Things to do:
1. Answer these questions from the article on U.S. home prices:
(a) How many analysts did Reuters poll?
(b) What home price increase do those analysts predict for 2025?
(c) What level does NAR's chief economist say rates should return to within two years?
2. Could you extend the article on U.S. home prices with a few more paragraphs, picking up after its last sentence?

Source text:
Limited supply will cause U.S. home prices to rise faster this year than previously expected, according to analysts polled by Reuters.

Among 28 polled analysts, the median prediction comes to a 5% increase in the average home price in 2024. For perspective, last year home prices grew 6%.

“As of now, roughly half of the U.S. has locked in fixed-mortgage rates of under 4%, and that should keep supply stable so housing affordability is still tough,” said John LaForge, head of asset strategy at Wells Fargo Investment Institute.

These analysts also forecast that the supply of affordable housing will be below expected levels of demand over the coming years.

”Your best bet for a trigger that might help affordability over the next year is interest rates,” LaFroge said. “But frankly, it doesn’t look like we’re getting those four to five or six rate cuts from the Fed most economists thought earlier.”

Good news on the horizon?

Despite the predicted 5% rise in home prices for 2024, the outlook for the years ahead is more optimistic.

The analysts polled by Reuters see a 3.3% increase in 2025 and a 3.5% increase in 2026—only modest increases compared with 2023 and 2024.

The reason behind the predicted slowdown is mortgage rates, which have already peaked, according to National Association of Realtors forecasts.

”I believe we’ve already reached the peak in terms of interest rates,” said Laweence Yun, NAR’s chief economist.

Yun added that rates “should return to 5.5 or 6%” within two years — assuming the federal budget deficit does not put permanent pressure on all borrowing costs.

Data extract:
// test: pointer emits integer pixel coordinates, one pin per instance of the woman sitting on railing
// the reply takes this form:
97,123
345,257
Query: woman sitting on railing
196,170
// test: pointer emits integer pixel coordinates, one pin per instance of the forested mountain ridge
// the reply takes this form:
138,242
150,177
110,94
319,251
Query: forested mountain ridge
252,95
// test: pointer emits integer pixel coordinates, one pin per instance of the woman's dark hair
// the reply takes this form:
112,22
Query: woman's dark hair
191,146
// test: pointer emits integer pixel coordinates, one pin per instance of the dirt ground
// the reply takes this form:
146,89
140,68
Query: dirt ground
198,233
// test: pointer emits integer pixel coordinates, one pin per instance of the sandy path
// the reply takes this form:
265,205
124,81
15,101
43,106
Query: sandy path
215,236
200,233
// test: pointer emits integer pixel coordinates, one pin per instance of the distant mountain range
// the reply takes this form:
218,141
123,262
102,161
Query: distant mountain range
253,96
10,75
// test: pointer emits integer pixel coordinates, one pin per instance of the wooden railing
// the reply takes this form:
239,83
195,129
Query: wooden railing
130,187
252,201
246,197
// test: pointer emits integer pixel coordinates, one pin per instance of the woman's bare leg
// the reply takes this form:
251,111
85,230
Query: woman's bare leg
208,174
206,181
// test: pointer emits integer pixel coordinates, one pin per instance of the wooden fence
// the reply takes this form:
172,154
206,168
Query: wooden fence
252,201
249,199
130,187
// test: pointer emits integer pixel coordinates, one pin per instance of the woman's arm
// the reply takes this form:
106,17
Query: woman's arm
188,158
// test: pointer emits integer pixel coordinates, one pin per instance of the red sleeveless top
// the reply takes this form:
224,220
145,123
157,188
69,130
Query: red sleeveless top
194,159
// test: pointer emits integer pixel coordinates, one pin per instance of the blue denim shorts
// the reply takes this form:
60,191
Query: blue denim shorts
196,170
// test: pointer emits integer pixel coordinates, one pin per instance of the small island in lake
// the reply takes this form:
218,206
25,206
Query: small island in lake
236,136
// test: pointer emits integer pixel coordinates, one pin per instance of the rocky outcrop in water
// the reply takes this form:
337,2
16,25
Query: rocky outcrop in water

Outputs by task:
1.
(a) 28
(b) 3.3%
(c) 5.5 or 6%

2.
“As homeowners slowly acclimatize to higher mortgage rates, more affordable second-hand home supply will come on to the market,” said Thomas Ryan, U.S. property economist at Capital Economics. “But we anticipate this will only be a trickle rather than a flood.”

More affordable homes needed

22 of the 24 Reuters analysts surveyed see the pace of affordable homes falling far short of demand in the coming two or three years.

Despite a 9% rise in housing availability last month—the highest the market has seen since October 2021— it's a far cry from the overwhelming demand.

Analysts indicate supply should reach 1.8 million units per month to fill the demand—a number not seen since April 2019, months before the pandemic.

“Mortgage rates are a piece of the puzzle, but at a fundamental level, even when mortgage rates were low, it was hard to buy a home for the first time because there simply aren’t enough of them,” said Alex Horowitz, the director of Pew’s Housing Policy Initiative.

Analysts typically like to see five to six months of housing supply to balance out the market, but it's currently at 3.2 months.

That’s an improvement over the record low of 1.6 months recently seen, but it's not nearly enough.